Stored data entries
____________________
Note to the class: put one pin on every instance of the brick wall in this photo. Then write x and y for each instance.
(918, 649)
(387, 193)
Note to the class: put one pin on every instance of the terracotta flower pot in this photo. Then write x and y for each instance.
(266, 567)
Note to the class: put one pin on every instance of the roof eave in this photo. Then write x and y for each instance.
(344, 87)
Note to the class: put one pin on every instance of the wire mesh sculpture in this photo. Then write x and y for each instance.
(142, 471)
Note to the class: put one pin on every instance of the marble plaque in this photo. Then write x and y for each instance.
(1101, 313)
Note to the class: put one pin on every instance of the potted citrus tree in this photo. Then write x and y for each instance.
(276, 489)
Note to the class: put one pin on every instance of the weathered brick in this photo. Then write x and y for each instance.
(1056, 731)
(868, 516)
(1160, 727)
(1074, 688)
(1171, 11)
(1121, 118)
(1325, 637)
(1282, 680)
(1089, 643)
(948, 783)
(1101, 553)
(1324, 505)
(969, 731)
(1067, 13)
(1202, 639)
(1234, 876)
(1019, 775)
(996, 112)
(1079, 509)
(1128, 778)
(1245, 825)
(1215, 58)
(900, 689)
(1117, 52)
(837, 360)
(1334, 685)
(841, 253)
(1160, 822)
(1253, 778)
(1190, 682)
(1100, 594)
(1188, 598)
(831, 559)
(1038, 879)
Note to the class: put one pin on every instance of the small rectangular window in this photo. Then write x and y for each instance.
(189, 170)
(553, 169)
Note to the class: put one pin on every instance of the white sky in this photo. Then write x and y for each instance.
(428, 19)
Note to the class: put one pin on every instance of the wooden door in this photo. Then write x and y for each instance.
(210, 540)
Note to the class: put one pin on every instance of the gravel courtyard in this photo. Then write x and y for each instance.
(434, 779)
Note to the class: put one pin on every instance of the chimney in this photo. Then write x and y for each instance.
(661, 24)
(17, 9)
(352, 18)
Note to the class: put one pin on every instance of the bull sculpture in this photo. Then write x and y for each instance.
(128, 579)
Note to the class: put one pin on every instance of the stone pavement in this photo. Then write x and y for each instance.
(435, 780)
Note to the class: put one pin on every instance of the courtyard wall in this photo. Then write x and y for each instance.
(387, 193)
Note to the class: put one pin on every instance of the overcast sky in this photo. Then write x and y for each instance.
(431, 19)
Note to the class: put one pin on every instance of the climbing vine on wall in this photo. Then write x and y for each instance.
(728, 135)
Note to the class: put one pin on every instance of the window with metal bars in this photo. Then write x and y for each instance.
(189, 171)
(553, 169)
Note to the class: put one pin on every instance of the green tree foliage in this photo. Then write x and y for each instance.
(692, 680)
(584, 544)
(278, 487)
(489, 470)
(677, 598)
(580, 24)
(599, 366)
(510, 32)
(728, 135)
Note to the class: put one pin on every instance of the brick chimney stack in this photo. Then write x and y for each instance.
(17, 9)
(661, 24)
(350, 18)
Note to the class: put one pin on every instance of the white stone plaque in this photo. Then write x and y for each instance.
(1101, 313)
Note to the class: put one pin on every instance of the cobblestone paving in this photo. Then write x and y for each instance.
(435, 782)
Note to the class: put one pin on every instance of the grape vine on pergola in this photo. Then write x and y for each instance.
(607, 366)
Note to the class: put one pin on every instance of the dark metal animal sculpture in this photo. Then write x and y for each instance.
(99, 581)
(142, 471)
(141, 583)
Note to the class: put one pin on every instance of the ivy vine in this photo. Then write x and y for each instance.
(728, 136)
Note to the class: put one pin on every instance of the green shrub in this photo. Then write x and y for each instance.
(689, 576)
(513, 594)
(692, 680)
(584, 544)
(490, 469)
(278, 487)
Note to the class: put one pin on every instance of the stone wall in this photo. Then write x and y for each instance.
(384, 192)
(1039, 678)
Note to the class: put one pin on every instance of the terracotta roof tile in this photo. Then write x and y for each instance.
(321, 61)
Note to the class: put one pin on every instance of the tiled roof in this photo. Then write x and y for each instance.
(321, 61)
____________________
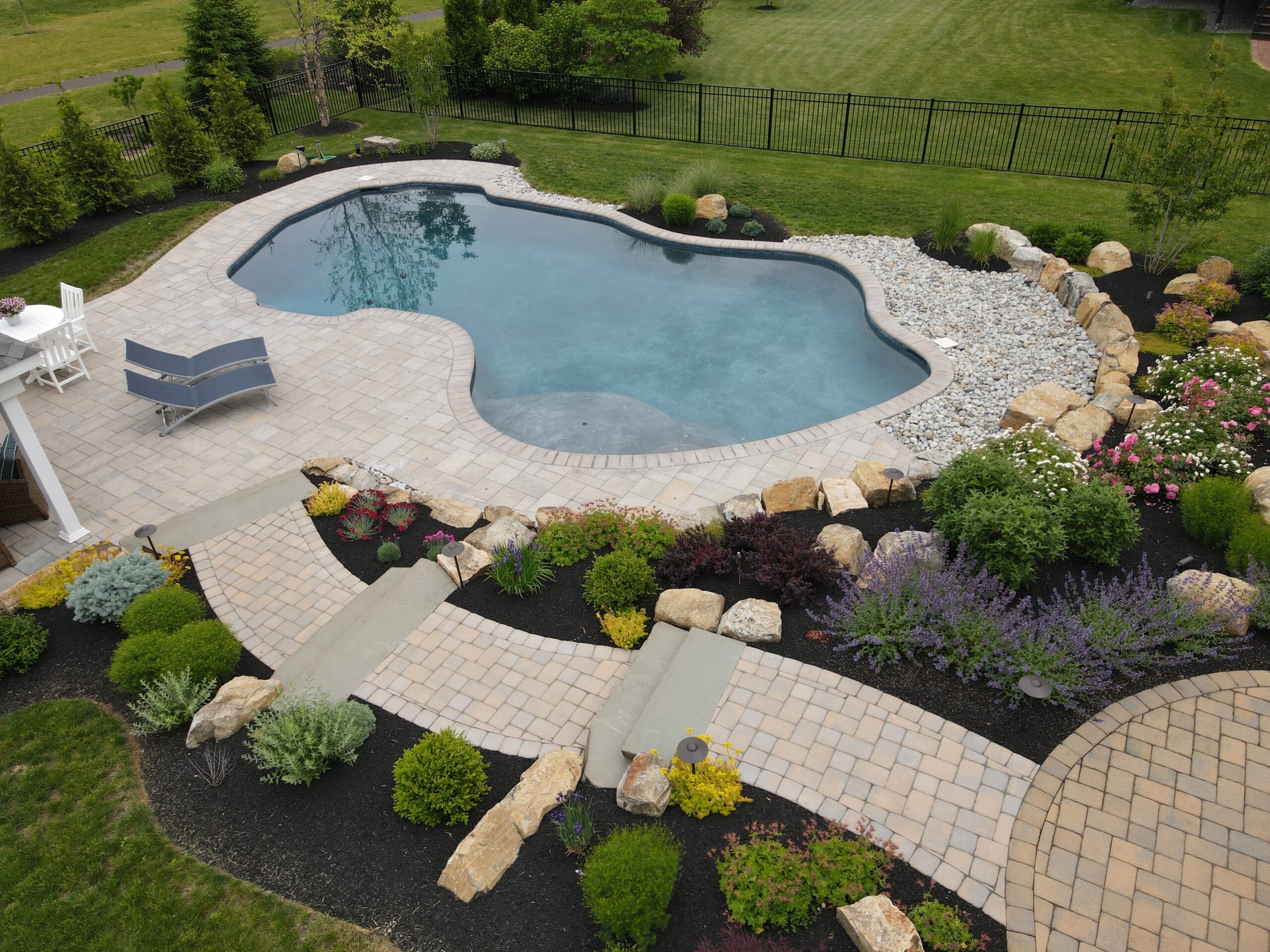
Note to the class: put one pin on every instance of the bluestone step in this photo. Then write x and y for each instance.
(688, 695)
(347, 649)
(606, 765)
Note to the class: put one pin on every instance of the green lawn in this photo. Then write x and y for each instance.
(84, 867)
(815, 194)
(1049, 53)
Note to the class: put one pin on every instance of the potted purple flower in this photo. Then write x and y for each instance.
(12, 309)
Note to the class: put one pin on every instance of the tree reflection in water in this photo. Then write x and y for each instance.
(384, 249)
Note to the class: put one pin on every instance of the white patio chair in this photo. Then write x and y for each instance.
____________________
» YOUR INSTRUCTIONS
Copy word for word the stretch of entries above from the line that has "of the tree" through the line that has "the white patio", both ends included, and nothing outside it.

» ANSWER AREA
Note to the class: put one pin on every instance of the tree reflection in water in this photo. Then write x and y for each instance.
(384, 249)
Note to the class: put one pin on every instance of the white patio chair in this photo. Then write x and y for each instance.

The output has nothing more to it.